● Extract:

════════════════════

Do you know about the bees? John Hurt knows about the bees. Bees are disappearing fast, and Markus Imhoof's idiosyncratic documentary More Than Honey doesn't exactly know why. What it does know is that the bees are important, not to mention fascinating, and that without them, we categorically will not be okay.
More Than Honey opens with a hive of bees shot in dewy soft-lensed super macro, and ends with another hive ascending triumphantly into space, rendered surrealistically in CGI. In between, there are stupefying bees-eye-view sequences wherein the camera flies beside journeying bees, which are apparently not CG but some kind of natural magic (bee mounted nano go pros!?) and a number of moments of in-hive surveillance, wherein we are made witness to grotesquely detailed parasitic infestations and moments of bee cannibalism. Above all else then the film is a visual treat, a menagerie of bee imagery captured in interesting, delectable ways.
Beyond this though, it is a more difficult animal (insect) to pin. More Than Honey is much less of a preachy, angry polemical about what us terrible humans are doing to the angelic little bees than might be expected. Mostly, it is a slightly quirky cross section of the eccentric individuals involved with the bee society. Imhoof, whose family have a history of bee keeping, lends part explanatory, part inquisitive narration to the aforementioned John Hurt, who reads it pensively and nostalgically as the film looks at those who interact with bees, and how this might be causing their, and our, demise.
Imhoof looks at both ends of the scale of beekeeping. First, the quaintly eccentric mountain dwelling beekeeper who at one point rambles questionably about "half-caste" bees, and in another transforms into a quietly terrifying despot wherein he talks directly to a "two-timing" queen, telling her "that's what happens when you seek pleasure elsewhere," before crushing her with his nail. If parallels are to be drawn between bee and human societies, in this case it is best to not get involved.
From this, in a documentary unafriad to wander, Imhoof looks to another small time group, a pair who breed Queens for sale, then ship them live in wooden containers across the seas, coming off as interfering but entrepreneurial overseers. "Is this natural?" is a question Imhoof refrains from asking, but from watching the audience autonomously will ask. As contrast, More Than Money moves to the large scale equivalent, industrial scale beekeeping and honey extracting with a American beekeeper who takes a swarm around in a truck, selling their services to farmers in need of their pollenation services. Truck as vehicular brothel then. Another parallel best left alone.

════════════════════

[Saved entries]
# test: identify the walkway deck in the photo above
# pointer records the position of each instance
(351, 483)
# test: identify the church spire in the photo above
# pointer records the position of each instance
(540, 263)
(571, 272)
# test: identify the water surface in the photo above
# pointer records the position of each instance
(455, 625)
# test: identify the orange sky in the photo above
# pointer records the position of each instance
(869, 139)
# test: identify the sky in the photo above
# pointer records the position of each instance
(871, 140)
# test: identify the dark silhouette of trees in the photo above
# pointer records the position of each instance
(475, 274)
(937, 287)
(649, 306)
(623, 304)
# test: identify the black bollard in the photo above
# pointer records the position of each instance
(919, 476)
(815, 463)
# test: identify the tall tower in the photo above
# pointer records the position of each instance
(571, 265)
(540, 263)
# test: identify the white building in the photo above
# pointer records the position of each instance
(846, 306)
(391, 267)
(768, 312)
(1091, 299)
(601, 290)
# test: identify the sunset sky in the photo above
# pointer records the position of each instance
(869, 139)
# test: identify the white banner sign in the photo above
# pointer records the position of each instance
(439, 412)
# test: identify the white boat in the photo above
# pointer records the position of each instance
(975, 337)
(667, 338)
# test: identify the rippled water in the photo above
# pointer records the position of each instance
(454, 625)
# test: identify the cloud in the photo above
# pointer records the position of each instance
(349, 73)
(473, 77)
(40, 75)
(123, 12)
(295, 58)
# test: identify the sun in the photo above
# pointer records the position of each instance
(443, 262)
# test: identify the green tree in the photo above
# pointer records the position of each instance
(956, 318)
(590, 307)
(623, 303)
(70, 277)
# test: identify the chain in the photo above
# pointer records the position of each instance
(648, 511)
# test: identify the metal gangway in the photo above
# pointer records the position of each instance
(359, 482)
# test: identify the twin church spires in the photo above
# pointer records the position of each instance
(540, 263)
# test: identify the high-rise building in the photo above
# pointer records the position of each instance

════════════════════

● Problem 1: Translate this sentence from the film review into Spanish: "Mostly, it is a slightly quirky cross section of the eccentric individuals involved with the bee society."
● Problem 2: In one to three sentences, explain why the film review says More Than Honey is "a more difficult animal (insect) to pin" beyond its visuals.

● Worked solution 1: Sobre todo, es una muestra un tanto peculiar de los individuos excéntricos relacionados con la sociedad de las abejas.

● Worked solution 2: The film is much less of a preachy, angry polemic about what humans are doing to bees than might be expected. Instead, it is mostly a slightly quirky cross section of the eccentric individuals involved with the bee society.